━━━ Estratto fornito ━━━

Nel corso dei suoi viaggi, Freud ha esitato a lungo prima di visitare Roma. La Città Eterna ai suoi occhi aveva un grande valore simbolico, tanto da spingerlo ad affermare che “il mio desiderio di andare a Roma è profondamente nevrotico”.
La capitale dell’Impero romano costituisce per Freud un vero e proprio simbolo: Roma simbolizza per Freud il punto di arrivo di un tortuoso e difficile percorso; la visita della città appare come una vera e propria conquista. Per questo, Freud si paragona esplicitamente al condottiero cartaginese Annibale.
Nei suoi primi viaggi in Italia, Freud si ferma a pochi chilometri da Roma; colpito da un violento attacco attacco d’ansia, Freud decide di scendere dal treno, per tornare indietro. Ha inizio la “fobia di Roma”, che il Padre della Psicoanalisi analizzerà grazie ai suoi sogni.
“Avevo allora seguito le tracce di Annibale; come lui, non ero riuscito a vedere Roma; e anche Annibale era andato in Campania, quando il mondo intero lo aspettava a Roma. Annibale, al quale ero pervenuto a somigliare per questi aspetti, era stato però l’eroe favorito dei miei anni di ginnasio; al pari di molti coetanei, durante le guerre puniche avevo rivolto le mie simpatie non ai Romani ma al Cartaginese.
Quando poi, nel ginnasio superiore, capii meglio che cosa vuol dire appartenere a una razza straniera, e le agitazioni antisemitiche dei miei compagni mi costrinsero a prendere una posizione definita, la figura del condottiero semita s’innalzò ancor più ai miei occhi.
(…)

━━━ Elenco ━━━

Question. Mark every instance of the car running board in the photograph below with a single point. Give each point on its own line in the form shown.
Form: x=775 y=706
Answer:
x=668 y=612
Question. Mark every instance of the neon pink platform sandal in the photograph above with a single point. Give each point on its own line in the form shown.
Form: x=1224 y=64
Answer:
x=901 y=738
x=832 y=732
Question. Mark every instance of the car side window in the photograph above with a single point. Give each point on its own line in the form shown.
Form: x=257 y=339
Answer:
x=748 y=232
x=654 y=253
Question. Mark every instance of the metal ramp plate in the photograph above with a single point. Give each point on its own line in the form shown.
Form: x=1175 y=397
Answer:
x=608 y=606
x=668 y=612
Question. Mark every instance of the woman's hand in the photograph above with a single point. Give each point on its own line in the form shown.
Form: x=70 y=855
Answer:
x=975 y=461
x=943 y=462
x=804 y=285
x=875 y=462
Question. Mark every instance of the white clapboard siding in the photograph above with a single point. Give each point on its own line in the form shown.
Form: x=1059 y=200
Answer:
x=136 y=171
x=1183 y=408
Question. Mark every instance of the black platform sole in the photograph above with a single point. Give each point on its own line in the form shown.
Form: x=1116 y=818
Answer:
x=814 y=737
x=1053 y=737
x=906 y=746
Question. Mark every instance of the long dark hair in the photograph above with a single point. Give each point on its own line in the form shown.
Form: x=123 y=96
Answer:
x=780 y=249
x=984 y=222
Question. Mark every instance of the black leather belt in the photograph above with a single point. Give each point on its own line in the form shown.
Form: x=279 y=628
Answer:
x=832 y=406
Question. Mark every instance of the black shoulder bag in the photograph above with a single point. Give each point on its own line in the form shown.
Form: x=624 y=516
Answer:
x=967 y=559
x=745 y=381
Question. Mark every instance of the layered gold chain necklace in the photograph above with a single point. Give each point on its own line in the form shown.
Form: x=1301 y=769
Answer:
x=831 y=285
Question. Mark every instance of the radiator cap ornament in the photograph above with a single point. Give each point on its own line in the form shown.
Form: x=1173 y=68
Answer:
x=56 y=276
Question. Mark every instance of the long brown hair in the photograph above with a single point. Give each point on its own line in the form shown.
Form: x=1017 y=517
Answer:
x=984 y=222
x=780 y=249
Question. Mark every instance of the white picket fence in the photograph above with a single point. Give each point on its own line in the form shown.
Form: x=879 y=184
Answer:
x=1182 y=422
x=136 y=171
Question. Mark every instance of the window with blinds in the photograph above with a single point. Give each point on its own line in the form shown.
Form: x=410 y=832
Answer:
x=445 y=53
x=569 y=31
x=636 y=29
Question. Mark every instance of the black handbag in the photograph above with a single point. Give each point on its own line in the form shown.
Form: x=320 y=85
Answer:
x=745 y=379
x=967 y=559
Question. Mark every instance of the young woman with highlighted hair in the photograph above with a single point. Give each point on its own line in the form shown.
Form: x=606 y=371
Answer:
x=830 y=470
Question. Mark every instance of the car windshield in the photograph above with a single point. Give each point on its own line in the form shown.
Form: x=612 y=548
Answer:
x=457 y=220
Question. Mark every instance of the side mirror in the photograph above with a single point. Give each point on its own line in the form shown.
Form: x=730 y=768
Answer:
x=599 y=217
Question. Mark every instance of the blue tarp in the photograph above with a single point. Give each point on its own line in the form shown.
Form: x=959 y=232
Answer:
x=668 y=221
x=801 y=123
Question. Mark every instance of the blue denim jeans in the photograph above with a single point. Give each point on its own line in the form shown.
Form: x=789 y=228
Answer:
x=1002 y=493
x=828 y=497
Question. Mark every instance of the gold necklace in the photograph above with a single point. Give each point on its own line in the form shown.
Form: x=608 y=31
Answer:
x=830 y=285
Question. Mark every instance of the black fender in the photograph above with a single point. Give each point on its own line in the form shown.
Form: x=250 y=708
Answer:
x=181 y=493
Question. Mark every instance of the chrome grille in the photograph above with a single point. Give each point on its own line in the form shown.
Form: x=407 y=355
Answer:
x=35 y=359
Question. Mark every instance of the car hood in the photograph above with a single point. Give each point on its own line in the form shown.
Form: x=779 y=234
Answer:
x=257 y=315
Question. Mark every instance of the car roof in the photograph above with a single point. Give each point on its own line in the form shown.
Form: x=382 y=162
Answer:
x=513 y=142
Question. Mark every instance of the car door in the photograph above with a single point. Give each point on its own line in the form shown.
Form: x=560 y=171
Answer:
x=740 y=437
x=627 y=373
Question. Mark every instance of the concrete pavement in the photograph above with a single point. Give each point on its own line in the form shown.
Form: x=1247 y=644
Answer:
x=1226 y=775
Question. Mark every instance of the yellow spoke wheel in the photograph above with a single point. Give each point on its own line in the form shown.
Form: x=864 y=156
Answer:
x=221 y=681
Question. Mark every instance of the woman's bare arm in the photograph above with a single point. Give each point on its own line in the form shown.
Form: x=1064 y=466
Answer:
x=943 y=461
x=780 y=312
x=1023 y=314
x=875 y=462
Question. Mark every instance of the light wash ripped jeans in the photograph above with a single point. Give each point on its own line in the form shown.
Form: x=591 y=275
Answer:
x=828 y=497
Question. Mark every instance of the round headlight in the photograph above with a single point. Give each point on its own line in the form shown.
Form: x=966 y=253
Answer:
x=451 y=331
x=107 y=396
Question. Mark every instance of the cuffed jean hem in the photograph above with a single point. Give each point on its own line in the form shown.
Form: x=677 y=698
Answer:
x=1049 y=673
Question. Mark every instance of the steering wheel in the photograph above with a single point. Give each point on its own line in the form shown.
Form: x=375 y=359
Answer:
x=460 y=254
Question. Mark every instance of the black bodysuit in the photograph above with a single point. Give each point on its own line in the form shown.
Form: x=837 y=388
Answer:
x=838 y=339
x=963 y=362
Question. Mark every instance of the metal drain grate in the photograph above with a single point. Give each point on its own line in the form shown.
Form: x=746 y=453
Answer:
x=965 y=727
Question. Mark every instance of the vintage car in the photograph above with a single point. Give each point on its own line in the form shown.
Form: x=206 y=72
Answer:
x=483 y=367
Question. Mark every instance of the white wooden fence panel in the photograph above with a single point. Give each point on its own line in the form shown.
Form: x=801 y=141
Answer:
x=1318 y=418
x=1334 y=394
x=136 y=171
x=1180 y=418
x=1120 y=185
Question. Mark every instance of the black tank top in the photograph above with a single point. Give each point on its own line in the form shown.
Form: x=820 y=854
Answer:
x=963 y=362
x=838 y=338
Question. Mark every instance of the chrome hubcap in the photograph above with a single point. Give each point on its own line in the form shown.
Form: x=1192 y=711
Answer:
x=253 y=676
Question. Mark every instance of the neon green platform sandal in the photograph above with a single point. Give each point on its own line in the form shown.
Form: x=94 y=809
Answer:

━━━

--- Compiti da svolgere ---
1) Riscrivi il testo su Freud e Roma a partire da "Nei suoi primi" e fino a "ai suoi sogni.", mettendo "convoglio" al posto di "treno".
2) Rispondi alle domande seguenti in base al testo su Freud e Roma.
(a) Con quale aggettivo Freud qualifica il proprio desiderio di andare a Roma?
(b) A quale condottiero cartaginese si paragona Freud?
(c) Che cosa costrinse Freud, nel ginnasio superiore, a prendere una posizione definita?
3) Prosegui il testo su Freud e Roma a partire dal punto in cui si interrompe.

--- Risposte ---
1)
Nei suoi primi viaggi in Italia, Freud si ferma a pochi chilometri da Roma; colpito da un violento attacco attacco d’ansia, Freud decide di scendere dal convoglio, per tornare indietro. Ha inizio la “fobia di Roma”, che il Padre della Psicoanalisi analizzerà grazie ai suoi sogni.

2)
(a) Lo definisce "profondamente nevrotico".
(b) Si paragona ad Annibale.
(c) Lo costrinsero le agitazioni antisemitiche dei suoi compagni.

3)
Annibale e Roma simboleggiavano, per me adolescente, il contrasto fra la tenacia dell’ebraismo e l’organizzazione della chiesa cattolica, mentre la crescente importanza assunta dal movimento antisemitico sulla nostra vita affettiva contribuiva a fissare i pensieri e i sentimenti di quei lontani giorni.
Così il desiderio di andare a Roma è diventato, per la vita del sogno, pretesto e simbolo di molti altri ardenti desideri, la cui realizzazione potrebbe essere perseguita con la costanza e la dedizione del cartaginese, benché il loro appagamento sembri per il momento tanto poco favorito dal destino, quanto la suprema aspirazione di Annibale di entrare in Roma.
(…)
E ora soltanto m’imbatto nell’esperienza della mia infanzia che manifesta ancor oggi il suo potere su tutte queste sensazioni e questi sogni. Avevo forse dieci o dodici anni, quando mio padre incominciò a portarmi con sé nelle sue passeggiate e a rivelarmi nelle conversazioni le sue opinioni sulle cose di questo mondo.
Così, una volta, mi fece questo racconto per dimostrarmi quanto migliore del suo fosse il tempo in cui ero venuto al mondo.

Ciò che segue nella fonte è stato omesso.